◆ **Exercise description**
Give back every one of the records below line for line, without changing anything and without the pictures.

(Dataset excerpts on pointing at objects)
— BEGIN —

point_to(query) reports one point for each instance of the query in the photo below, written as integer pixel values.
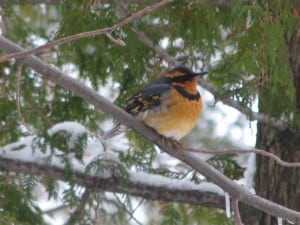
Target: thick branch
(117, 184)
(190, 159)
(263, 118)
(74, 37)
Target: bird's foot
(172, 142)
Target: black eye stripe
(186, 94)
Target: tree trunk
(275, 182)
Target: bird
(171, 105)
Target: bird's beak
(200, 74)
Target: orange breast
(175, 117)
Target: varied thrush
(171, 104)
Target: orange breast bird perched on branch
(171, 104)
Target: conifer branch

— END —

◆ **Solution**
point_to(query) reports one point for each instance of the query in the photo below, written as integer pixel values.
Target: thick branch
(117, 184)
(190, 159)
(263, 118)
(74, 37)
Target: bird's foot
(172, 142)
Target: black eye stripe
(186, 94)
Target: tree trunk
(275, 182)
Target: bird
(171, 105)
Target: bird's beak
(200, 74)
Target: orange breast
(175, 117)
Target: varied thrush
(171, 104)
Target: orange breast bird perched on branch
(171, 104)
Target: conifer branch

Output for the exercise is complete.